### [DATA LISTING]
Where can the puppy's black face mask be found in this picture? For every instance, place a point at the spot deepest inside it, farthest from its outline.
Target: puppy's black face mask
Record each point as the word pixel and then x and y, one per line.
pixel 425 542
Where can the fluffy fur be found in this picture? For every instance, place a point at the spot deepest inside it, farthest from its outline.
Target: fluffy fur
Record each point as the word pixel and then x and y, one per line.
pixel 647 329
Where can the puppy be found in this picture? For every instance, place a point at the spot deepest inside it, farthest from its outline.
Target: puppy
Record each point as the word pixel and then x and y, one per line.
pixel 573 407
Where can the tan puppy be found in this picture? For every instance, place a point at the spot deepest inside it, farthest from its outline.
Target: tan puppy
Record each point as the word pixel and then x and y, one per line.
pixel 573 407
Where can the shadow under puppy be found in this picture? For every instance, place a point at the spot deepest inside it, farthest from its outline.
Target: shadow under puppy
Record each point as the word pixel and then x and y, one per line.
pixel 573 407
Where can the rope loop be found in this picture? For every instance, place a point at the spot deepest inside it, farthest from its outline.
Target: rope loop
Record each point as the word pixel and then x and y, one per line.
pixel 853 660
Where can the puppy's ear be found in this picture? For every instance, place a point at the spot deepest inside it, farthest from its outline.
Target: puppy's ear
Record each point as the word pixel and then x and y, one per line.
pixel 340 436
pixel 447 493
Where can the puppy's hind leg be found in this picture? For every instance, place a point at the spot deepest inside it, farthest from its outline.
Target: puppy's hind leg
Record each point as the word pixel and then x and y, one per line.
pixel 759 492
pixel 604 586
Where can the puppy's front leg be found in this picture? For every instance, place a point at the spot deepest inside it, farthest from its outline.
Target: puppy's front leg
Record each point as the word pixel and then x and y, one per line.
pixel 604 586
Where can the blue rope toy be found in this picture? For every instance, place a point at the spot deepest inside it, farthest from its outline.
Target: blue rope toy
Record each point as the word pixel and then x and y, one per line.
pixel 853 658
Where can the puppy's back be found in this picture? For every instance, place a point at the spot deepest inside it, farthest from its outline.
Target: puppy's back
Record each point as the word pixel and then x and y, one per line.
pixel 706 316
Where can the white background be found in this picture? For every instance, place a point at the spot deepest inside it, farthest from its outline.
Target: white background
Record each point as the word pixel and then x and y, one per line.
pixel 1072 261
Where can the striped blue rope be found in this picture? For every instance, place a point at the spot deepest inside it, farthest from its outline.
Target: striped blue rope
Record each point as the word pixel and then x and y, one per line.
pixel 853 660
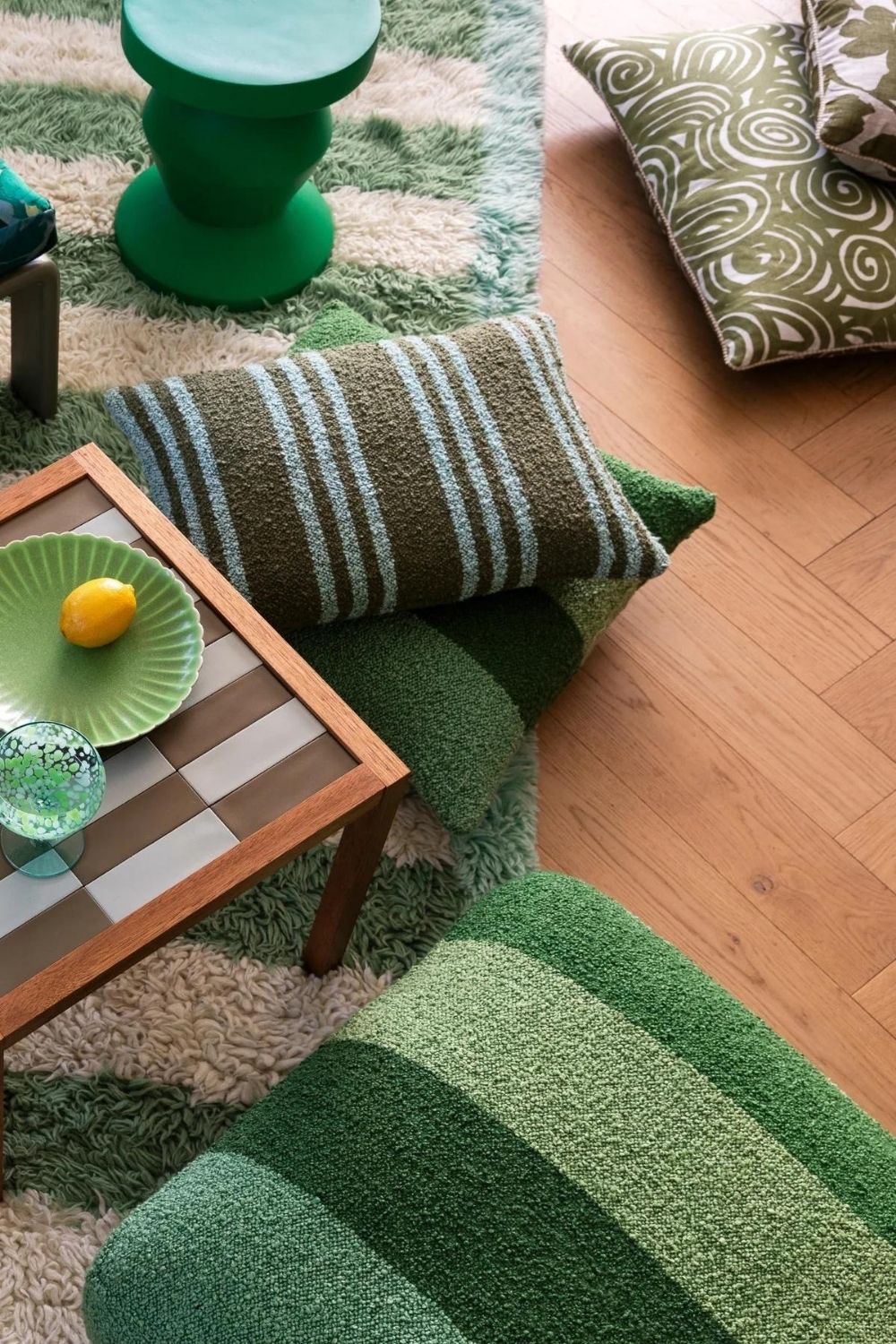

### [EXERCISE OBJECTIVE]
The lines to return are those with the string "black" in them; copy each from the entries above.

### [REPLY]
Where can the puppy's black face mask be found in this picture? For every instance, place a point at the spot deepest inside it, farthest from its outline.
Target: puppy's black face mask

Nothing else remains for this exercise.